◆ Prompt
Here is a listing. Set it down again exactly.

▶

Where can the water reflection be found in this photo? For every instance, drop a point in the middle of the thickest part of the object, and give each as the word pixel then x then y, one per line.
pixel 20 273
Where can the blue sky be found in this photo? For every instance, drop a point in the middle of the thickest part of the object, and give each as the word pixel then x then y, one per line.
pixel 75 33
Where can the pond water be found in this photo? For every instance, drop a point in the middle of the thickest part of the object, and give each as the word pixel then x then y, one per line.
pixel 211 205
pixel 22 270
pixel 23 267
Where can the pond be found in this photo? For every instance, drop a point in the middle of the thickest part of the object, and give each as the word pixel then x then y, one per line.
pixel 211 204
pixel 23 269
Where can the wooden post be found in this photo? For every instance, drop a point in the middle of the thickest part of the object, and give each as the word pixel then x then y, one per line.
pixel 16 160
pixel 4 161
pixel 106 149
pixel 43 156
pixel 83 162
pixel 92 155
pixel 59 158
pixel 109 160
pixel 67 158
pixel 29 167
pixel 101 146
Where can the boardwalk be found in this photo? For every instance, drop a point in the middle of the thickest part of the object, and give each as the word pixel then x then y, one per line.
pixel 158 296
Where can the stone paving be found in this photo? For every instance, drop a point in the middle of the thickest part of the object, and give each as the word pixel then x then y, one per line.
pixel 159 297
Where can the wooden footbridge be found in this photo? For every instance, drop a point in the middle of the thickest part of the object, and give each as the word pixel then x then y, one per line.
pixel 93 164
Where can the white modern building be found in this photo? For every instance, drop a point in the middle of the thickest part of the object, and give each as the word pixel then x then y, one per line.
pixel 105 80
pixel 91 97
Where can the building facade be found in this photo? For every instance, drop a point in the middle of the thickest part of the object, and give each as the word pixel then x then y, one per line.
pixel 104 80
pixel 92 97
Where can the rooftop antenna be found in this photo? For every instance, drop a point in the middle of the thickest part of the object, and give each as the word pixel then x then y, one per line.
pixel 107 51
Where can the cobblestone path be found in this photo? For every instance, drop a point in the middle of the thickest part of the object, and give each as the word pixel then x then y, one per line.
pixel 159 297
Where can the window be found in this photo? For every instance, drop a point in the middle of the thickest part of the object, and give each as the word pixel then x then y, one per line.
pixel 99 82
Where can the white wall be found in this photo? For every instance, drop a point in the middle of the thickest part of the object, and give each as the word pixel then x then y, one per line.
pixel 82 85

◀

◆ Answer for this exercise
Where can the water reflection be found in this photo? For every instance, drop a point in the middle of the thickest part of the object, and give each as the word pixel then x then y, one per line.
pixel 20 273
Where can the blue sky be found in this photo? For every instance, drop a point in the middle of the thickest part of the object, and give each as the word pixel then x then y, one per line.
pixel 75 33
Where can the pond water be found in this photo? For every instance, drop a point in the middle of the thickest part of the object, and give each as the word pixel then x then y, one per line.
pixel 211 205
pixel 22 270
pixel 23 267
Where can the pond be found in this photo? For every instance, drop a point in the middle of the thickest part of the object, and give each as the word pixel then x then y, one per line.
pixel 211 204
pixel 23 269
Where can the wooden post be found in this photo? For every instance, drop a point in the middle of the thickest part of the object, and give each as the word pixel then x then y, one per line.
pixel 16 160
pixel 4 161
pixel 106 149
pixel 43 156
pixel 83 162
pixel 92 155
pixel 59 158
pixel 109 160
pixel 67 158
pixel 29 167
pixel 101 146
Where can the boardwalk be found in this photo? For every instance, drop a point in the middle of the thickest part of the object, and give each as the word pixel then x then y, one per line.
pixel 158 296
Where can the stone paving be found in this photo? For every instance, drop a point in the middle of the thickest part of the object, and give each as the word pixel then x then y, one per line.
pixel 159 297
Where can the wooden footbridge be found in this photo? For every instance, drop a point in the middle of the thickest part of the object, and give each as the word pixel then x then y, one per line.
pixel 93 164
Where can the white modern building be found in this photo? For every instance, drop a point in the middle of the thickest part of the object, and give each as the word pixel then x then y, one per line.
pixel 105 80
pixel 91 97
Where can the building facade be found in this photo? For every instance, drop a point in the middle of the thickest part of the object, and give each as the word pixel then x then y, one per line.
pixel 104 80
pixel 92 97
Where can the rooftop antenna be found in this photo? For every instance, drop a point in the middle of the thickest part of the object, and give each as the word pixel then x then y, one per line.
pixel 107 51
Where can the cobblestone path be found in this photo? For every instance, drop a point in the middle of the thickest part of the object, and give each as the word pixel then x then y, one per line.
pixel 159 297
Where can the window be found in this photo? For every instance, drop a point in the middle of the thickest part of the object, and give each as the word pixel then x then y, one per line.
pixel 99 82
Where can the white wall be found in this photo? For every instance, drop a point in the middle of the thickest part of the object, and give each as the word pixel then x then y, one per line.
pixel 82 85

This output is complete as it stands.